Find the line containing "Target: asphalt street". Return it and every line after it, unchanged, up to and including the last line.

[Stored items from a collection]
--- Begin ---

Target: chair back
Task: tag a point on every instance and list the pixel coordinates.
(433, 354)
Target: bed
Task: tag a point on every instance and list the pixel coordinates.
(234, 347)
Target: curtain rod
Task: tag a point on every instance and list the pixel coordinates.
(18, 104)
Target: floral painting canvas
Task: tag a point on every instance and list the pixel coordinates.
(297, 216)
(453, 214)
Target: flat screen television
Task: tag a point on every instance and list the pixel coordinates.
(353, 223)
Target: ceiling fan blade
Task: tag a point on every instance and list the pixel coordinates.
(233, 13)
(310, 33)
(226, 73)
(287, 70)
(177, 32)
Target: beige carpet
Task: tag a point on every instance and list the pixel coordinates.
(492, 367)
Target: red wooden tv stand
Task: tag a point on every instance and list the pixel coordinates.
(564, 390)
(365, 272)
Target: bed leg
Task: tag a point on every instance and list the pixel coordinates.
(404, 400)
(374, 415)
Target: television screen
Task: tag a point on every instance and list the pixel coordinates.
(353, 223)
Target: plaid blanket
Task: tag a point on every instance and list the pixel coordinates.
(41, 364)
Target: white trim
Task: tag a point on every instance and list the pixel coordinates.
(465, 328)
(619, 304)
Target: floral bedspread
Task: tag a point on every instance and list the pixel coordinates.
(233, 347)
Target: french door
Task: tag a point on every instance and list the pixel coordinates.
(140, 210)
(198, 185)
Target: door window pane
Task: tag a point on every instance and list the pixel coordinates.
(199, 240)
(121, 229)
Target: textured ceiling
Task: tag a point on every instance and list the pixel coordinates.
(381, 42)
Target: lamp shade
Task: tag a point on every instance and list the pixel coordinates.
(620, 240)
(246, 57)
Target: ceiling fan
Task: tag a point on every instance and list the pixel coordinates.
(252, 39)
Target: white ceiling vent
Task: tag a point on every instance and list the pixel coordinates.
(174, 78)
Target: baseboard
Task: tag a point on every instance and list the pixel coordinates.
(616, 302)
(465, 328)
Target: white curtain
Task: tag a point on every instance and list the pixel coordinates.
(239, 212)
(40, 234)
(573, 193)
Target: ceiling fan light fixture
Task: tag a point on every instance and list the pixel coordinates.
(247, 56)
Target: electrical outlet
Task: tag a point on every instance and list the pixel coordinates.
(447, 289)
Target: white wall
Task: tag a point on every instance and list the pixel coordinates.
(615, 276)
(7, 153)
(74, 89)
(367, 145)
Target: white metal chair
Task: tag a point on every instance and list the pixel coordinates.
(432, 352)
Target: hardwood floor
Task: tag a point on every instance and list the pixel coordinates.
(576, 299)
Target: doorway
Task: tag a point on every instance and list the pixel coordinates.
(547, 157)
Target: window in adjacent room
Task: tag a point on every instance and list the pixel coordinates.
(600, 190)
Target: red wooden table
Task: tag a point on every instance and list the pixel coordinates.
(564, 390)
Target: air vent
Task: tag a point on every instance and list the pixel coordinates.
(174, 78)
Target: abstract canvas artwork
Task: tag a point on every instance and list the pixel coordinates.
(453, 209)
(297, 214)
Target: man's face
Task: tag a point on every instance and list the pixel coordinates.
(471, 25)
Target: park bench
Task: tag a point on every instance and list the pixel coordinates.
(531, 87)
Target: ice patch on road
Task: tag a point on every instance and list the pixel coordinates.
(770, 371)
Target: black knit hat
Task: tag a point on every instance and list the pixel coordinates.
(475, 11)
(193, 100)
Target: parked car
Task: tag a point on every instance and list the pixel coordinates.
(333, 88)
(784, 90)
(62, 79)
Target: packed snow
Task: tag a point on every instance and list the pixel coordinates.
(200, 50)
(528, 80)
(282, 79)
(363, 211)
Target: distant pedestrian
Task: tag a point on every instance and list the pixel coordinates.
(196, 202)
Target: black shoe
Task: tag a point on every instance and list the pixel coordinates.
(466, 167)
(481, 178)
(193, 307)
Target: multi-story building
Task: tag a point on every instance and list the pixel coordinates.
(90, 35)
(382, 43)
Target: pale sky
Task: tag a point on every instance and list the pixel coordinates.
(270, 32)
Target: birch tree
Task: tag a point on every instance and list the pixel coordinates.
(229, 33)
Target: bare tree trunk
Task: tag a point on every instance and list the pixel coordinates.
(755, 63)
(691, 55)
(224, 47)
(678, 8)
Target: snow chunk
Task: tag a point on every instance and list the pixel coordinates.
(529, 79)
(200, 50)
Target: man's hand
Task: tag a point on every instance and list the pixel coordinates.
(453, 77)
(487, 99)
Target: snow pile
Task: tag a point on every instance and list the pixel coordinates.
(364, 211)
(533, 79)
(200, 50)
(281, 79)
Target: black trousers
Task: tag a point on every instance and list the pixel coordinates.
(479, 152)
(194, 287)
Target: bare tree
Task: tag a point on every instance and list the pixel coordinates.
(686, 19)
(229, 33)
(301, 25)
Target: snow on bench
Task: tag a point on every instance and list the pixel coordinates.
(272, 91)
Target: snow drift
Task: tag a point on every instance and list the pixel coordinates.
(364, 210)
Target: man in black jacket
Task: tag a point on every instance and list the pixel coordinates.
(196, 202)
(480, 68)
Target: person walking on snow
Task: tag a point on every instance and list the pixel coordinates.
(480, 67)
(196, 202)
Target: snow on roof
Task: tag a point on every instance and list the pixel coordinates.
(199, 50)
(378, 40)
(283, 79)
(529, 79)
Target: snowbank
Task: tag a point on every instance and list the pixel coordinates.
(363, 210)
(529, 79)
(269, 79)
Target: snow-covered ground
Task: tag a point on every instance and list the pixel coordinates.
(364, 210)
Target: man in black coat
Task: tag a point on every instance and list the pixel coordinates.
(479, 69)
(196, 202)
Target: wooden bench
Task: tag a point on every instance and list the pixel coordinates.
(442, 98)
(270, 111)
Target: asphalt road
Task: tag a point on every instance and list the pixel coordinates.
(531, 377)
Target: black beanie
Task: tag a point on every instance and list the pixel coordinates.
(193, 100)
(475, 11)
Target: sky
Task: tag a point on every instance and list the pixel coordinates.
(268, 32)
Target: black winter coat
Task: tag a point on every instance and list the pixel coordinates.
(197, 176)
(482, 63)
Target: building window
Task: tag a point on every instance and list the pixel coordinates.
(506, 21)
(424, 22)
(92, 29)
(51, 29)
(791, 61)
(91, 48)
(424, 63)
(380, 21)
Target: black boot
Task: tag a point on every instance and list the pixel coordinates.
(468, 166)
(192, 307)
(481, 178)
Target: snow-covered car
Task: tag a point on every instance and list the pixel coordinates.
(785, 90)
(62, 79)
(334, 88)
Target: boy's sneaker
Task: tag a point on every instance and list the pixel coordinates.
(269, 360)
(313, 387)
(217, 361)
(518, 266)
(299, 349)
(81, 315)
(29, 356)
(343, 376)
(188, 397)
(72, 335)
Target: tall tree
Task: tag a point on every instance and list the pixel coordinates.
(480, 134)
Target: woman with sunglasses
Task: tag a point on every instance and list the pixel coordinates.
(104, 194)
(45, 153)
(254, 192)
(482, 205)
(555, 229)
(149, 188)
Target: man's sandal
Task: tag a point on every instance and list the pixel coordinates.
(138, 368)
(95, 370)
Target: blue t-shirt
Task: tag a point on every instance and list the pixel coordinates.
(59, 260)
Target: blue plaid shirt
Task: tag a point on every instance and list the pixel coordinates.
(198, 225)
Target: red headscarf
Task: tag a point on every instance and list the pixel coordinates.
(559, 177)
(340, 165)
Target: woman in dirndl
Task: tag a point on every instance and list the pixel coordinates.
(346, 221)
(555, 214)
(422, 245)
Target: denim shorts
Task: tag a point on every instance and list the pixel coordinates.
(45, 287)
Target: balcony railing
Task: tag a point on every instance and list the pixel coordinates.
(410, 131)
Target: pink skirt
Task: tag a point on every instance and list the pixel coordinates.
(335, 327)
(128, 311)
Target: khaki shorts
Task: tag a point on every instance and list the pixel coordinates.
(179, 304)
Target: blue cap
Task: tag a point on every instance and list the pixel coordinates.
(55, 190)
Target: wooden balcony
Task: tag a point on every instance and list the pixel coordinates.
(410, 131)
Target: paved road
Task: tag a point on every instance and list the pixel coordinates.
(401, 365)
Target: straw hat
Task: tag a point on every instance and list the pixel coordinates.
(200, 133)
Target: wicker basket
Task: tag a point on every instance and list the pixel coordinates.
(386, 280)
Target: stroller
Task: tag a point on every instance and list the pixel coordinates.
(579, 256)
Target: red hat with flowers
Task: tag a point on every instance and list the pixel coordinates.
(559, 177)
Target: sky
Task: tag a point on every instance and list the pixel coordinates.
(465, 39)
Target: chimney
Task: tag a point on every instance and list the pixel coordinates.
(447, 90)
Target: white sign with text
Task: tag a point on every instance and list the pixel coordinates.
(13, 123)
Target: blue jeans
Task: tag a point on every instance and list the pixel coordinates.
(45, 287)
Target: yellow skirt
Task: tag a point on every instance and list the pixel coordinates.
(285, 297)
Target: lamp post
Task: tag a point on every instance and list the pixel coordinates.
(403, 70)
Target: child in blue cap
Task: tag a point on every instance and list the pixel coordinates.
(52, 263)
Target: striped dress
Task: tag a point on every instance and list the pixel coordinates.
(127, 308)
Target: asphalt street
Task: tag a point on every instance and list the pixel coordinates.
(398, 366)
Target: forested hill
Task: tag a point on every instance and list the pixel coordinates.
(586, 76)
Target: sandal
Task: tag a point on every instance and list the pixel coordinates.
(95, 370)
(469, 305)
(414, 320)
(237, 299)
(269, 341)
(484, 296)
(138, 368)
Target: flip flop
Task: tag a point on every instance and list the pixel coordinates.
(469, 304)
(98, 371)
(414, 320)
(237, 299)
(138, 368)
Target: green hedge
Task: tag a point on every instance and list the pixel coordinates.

--- End ---

**Full answer**.
Target: asphalt street
Task: tag a point on every instance and list the pixel coordinates.
(398, 366)
Target: forested hill
Task: tag a point on every instance and list the pixel coordinates.
(586, 76)
Target: sandal
Task: tag a point on every instance and list the pixel coordinates.
(95, 370)
(469, 305)
(414, 320)
(237, 299)
(269, 341)
(484, 296)
(138, 368)
Target: flip flop
Task: tag a point on every instance and list the pixel coordinates.
(469, 304)
(98, 371)
(414, 320)
(237, 299)
(138, 368)
Target: green hedge
Task: tag a point on every instance and list the pixel coordinates.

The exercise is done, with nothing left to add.